● **Passage to read**
****************************************

Supreme Court urged to ban GMO
Supreme Court urged to ban GMO
Rendi A. Witular, The Jakarta Post, Jakarta
A coalition of environmental non-governmental organizations has
urged the Supreme Court to rule against the government's policy
allowing genetically modified organisms (GMOs) to be planted in
Indonesian soil.
Executive director of the National Consortium for the
Preservation of Indonesian Forest and Nature, Tejo Wahyu Jatmiko,
told The Jakarta Post on Wednesday the policy violated an
existing law on environmental management.
"We hope the Supreme Court will deliver its verdict soon,"
Tejo said.
Tejo said the NGOs had initially filed a lawsuit with the
State Administrative Court against the Ministry of Agriculture in
September 2001. The lawsuit challenged the ministry's decision to
grant a license to PT Monagro Kimia to distribute transgenic
crops.

****************************************

● **Dataset section**
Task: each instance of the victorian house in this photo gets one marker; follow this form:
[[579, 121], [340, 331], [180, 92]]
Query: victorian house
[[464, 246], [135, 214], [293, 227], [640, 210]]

****************************************

According to the news article on the GMO lawsuit, which company was granted a license to distribute transgenic crops? This material comes from a source separate from the news article on the GMO lawsuit.

PT Monagro Kimia.